[DATA FOR ANALYSIS — start]
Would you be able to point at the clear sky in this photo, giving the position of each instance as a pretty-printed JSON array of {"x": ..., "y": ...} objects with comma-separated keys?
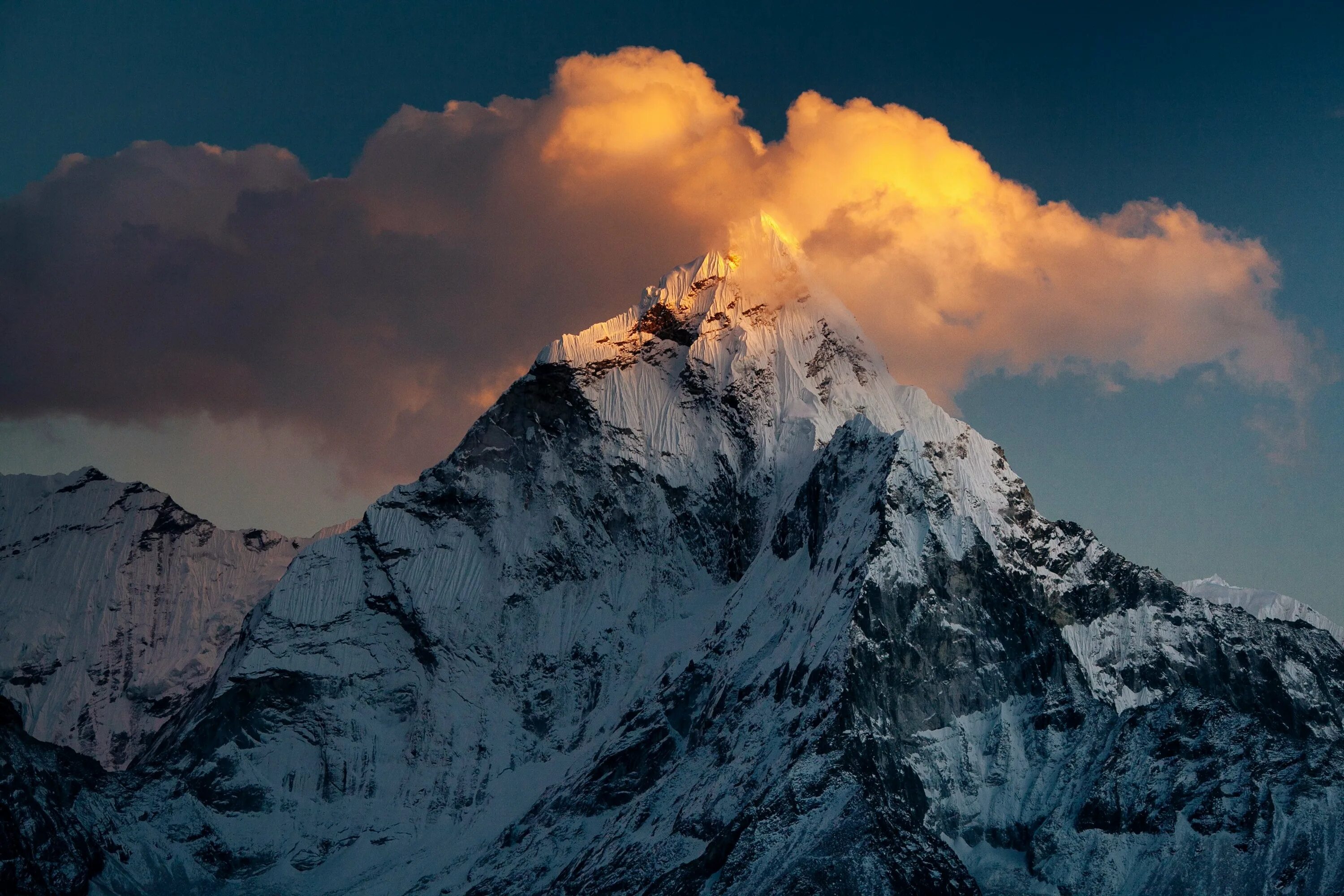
[{"x": 1236, "y": 112}]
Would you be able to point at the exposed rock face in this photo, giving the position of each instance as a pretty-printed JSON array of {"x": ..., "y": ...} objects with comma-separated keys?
[
  {"x": 706, "y": 603},
  {"x": 117, "y": 605}
]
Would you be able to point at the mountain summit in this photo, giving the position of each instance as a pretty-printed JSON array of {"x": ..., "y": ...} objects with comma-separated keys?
[{"x": 707, "y": 603}]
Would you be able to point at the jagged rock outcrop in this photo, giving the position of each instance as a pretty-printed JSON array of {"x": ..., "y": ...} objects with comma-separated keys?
[{"x": 707, "y": 603}]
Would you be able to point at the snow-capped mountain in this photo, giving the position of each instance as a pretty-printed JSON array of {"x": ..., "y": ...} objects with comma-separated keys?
[
  {"x": 707, "y": 603},
  {"x": 117, "y": 605},
  {"x": 1262, "y": 605}
]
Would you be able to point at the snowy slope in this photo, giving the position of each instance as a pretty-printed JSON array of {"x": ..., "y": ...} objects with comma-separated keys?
[
  {"x": 707, "y": 603},
  {"x": 1262, "y": 605},
  {"x": 117, "y": 605}
]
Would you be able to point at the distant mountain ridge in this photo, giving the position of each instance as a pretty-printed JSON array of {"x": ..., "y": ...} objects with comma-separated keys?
[
  {"x": 707, "y": 603},
  {"x": 1262, "y": 605},
  {"x": 117, "y": 605}
]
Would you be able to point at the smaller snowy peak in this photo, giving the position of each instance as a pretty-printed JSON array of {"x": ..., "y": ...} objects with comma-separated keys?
[
  {"x": 1262, "y": 605},
  {"x": 116, "y": 603}
]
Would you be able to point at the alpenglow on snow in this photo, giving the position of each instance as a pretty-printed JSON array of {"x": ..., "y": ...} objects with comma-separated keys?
[{"x": 707, "y": 603}]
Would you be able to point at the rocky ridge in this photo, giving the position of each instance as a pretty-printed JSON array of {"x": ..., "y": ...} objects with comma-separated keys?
[{"x": 707, "y": 603}]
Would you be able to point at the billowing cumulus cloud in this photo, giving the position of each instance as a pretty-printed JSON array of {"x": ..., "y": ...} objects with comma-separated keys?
[{"x": 378, "y": 314}]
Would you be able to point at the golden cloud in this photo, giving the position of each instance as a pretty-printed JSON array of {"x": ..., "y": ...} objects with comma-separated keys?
[{"x": 371, "y": 312}]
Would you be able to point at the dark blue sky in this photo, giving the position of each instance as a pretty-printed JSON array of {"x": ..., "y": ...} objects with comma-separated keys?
[{"x": 1233, "y": 111}]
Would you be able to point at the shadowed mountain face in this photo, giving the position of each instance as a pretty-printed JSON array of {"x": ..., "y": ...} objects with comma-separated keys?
[
  {"x": 117, "y": 605},
  {"x": 707, "y": 603}
]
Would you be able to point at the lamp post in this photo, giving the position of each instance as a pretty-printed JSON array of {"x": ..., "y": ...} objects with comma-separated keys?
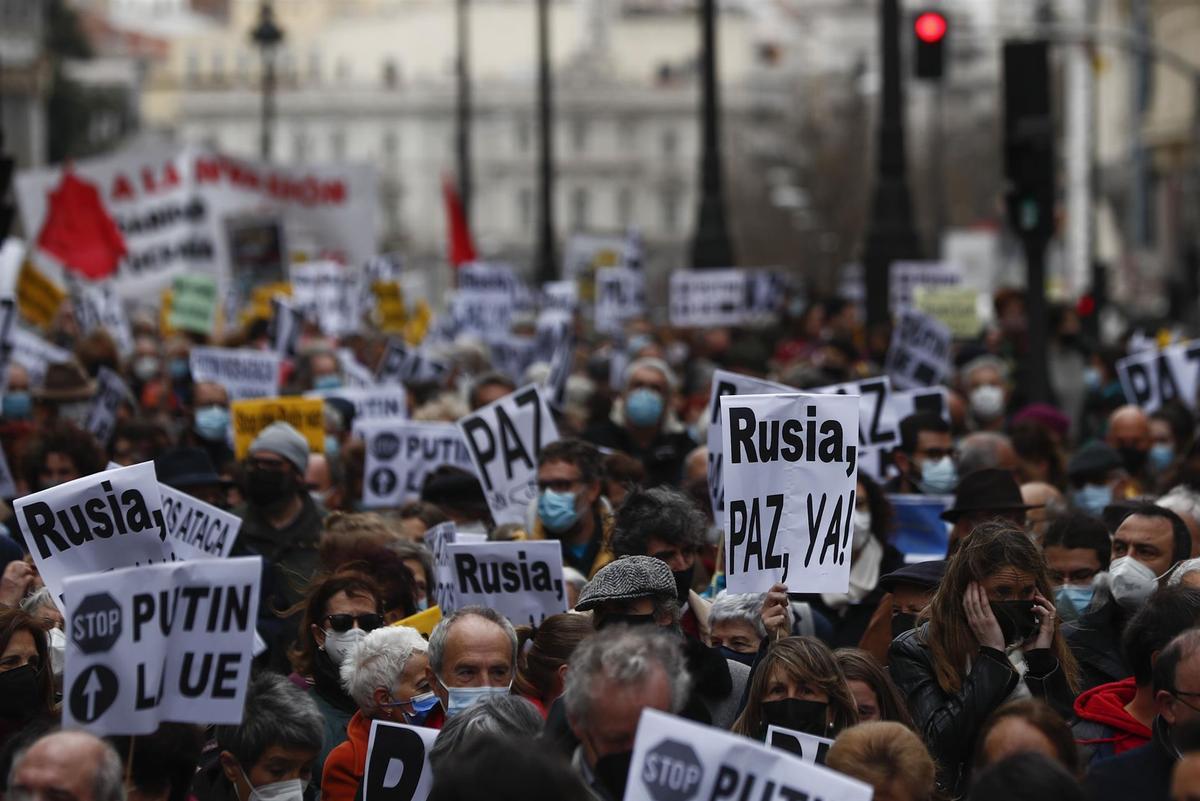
[
  {"x": 267, "y": 36},
  {"x": 711, "y": 245},
  {"x": 891, "y": 234}
]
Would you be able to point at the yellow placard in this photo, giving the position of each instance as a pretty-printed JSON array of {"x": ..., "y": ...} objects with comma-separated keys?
[
  {"x": 37, "y": 297},
  {"x": 423, "y": 621},
  {"x": 954, "y": 306},
  {"x": 306, "y": 415}
]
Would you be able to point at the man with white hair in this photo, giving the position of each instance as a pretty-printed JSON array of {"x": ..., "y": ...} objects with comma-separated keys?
[
  {"x": 385, "y": 676},
  {"x": 72, "y": 765},
  {"x": 645, "y": 425}
]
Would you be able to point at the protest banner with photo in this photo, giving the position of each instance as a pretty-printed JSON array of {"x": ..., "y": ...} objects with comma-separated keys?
[
  {"x": 249, "y": 417},
  {"x": 619, "y": 297},
  {"x": 195, "y": 529},
  {"x": 243, "y": 372},
  {"x": 790, "y": 488},
  {"x": 101, "y": 522},
  {"x": 708, "y": 297},
  {"x": 1151, "y": 378},
  {"x": 401, "y": 455},
  {"x": 160, "y": 643},
  {"x": 403, "y": 363},
  {"x": 111, "y": 393},
  {"x": 504, "y": 439},
  {"x": 397, "y": 766},
  {"x": 522, "y": 580},
  {"x": 677, "y": 760},
  {"x": 808, "y": 747},
  {"x": 919, "y": 354},
  {"x": 193, "y": 303}
]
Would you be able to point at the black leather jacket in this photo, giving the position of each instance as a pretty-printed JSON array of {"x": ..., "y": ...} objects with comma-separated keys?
[{"x": 949, "y": 722}]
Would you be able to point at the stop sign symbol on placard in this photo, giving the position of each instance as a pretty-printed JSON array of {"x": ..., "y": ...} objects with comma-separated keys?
[
  {"x": 672, "y": 771},
  {"x": 96, "y": 624}
]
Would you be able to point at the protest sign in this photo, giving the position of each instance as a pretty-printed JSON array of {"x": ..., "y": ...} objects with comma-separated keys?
[
  {"x": 679, "y": 760},
  {"x": 790, "y": 487},
  {"x": 918, "y": 530},
  {"x": 37, "y": 297},
  {"x": 193, "y": 303},
  {"x": 160, "y": 643},
  {"x": 306, "y": 415},
  {"x": 921, "y": 350},
  {"x": 397, "y": 766},
  {"x": 708, "y": 297},
  {"x": 1151, "y": 378},
  {"x": 401, "y": 455},
  {"x": 195, "y": 529},
  {"x": 621, "y": 296},
  {"x": 522, "y": 580},
  {"x": 96, "y": 523},
  {"x": 952, "y": 306},
  {"x": 402, "y": 363},
  {"x": 244, "y": 373},
  {"x": 111, "y": 393},
  {"x": 504, "y": 439},
  {"x": 808, "y": 747},
  {"x": 35, "y": 354}
]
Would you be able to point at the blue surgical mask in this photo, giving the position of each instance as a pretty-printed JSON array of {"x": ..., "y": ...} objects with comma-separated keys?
[
  {"x": 213, "y": 422},
  {"x": 1093, "y": 498},
  {"x": 643, "y": 408},
  {"x": 463, "y": 698},
  {"x": 1161, "y": 457},
  {"x": 939, "y": 477},
  {"x": 17, "y": 405},
  {"x": 557, "y": 511}
]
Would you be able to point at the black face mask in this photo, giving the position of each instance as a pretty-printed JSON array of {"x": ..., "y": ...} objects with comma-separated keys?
[
  {"x": 19, "y": 694},
  {"x": 796, "y": 715},
  {"x": 612, "y": 774},
  {"x": 269, "y": 488},
  {"x": 624, "y": 620},
  {"x": 683, "y": 582},
  {"x": 903, "y": 621},
  {"x": 1017, "y": 620}
]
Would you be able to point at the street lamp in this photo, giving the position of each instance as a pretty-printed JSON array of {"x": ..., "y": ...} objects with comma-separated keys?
[
  {"x": 711, "y": 246},
  {"x": 267, "y": 36}
]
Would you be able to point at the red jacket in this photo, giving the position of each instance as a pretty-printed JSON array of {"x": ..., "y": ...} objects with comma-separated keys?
[{"x": 1117, "y": 729}]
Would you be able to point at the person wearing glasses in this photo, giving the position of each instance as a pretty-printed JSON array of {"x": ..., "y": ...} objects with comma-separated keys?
[
  {"x": 282, "y": 524},
  {"x": 339, "y": 613}
]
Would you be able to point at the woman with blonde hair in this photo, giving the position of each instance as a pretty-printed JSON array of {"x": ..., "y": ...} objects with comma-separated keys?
[
  {"x": 888, "y": 757},
  {"x": 798, "y": 686},
  {"x": 989, "y": 636}
]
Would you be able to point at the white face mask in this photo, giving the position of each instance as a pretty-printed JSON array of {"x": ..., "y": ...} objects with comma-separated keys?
[
  {"x": 341, "y": 644},
  {"x": 1131, "y": 582}
]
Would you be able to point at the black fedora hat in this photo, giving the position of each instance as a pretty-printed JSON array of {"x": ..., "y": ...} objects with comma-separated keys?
[
  {"x": 186, "y": 467},
  {"x": 987, "y": 491}
]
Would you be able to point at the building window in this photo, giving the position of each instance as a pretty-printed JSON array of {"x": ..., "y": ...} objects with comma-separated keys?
[{"x": 580, "y": 203}]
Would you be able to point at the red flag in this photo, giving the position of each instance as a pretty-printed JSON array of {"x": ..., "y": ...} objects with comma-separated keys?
[
  {"x": 462, "y": 248},
  {"x": 79, "y": 232}
]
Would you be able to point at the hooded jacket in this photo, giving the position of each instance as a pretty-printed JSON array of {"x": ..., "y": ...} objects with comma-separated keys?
[{"x": 1103, "y": 727}]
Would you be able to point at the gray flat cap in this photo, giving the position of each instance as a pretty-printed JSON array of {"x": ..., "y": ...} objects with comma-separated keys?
[{"x": 628, "y": 578}]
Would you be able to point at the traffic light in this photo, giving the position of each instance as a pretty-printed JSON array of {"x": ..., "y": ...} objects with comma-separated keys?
[{"x": 930, "y": 29}]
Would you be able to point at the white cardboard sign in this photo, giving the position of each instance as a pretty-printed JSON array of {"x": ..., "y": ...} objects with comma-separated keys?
[
  {"x": 675, "y": 758},
  {"x": 245, "y": 373},
  {"x": 160, "y": 643},
  {"x": 522, "y": 580},
  {"x": 401, "y": 455},
  {"x": 97, "y": 523},
  {"x": 790, "y": 485},
  {"x": 504, "y": 439}
]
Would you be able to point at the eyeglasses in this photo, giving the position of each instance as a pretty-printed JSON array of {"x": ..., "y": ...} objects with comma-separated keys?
[{"x": 342, "y": 624}]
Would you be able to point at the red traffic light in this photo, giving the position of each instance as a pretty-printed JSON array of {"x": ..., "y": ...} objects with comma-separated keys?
[{"x": 930, "y": 26}]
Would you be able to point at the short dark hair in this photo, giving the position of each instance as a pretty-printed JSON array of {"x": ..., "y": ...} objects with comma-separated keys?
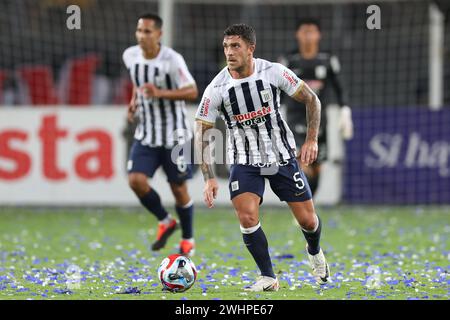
[
  {"x": 313, "y": 21},
  {"x": 246, "y": 32},
  {"x": 154, "y": 17}
]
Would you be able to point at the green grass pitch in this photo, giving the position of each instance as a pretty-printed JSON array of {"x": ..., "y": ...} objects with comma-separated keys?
[{"x": 373, "y": 252}]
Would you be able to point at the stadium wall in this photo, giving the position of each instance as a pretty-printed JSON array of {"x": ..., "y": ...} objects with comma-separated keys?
[{"x": 75, "y": 157}]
[DATA FOR ANALYSIS — finish]
Having located the line containing "Would you be able to point at the stadium", set it down along with every line after it through the end of the data, reproducing each exactly.

Would you be able to point at the stadium wall in this photo, giving the position of each instance as a pretty-printed JSON array of {"x": ..., "y": ...} objects with comma-separated keys?
[{"x": 75, "y": 157}]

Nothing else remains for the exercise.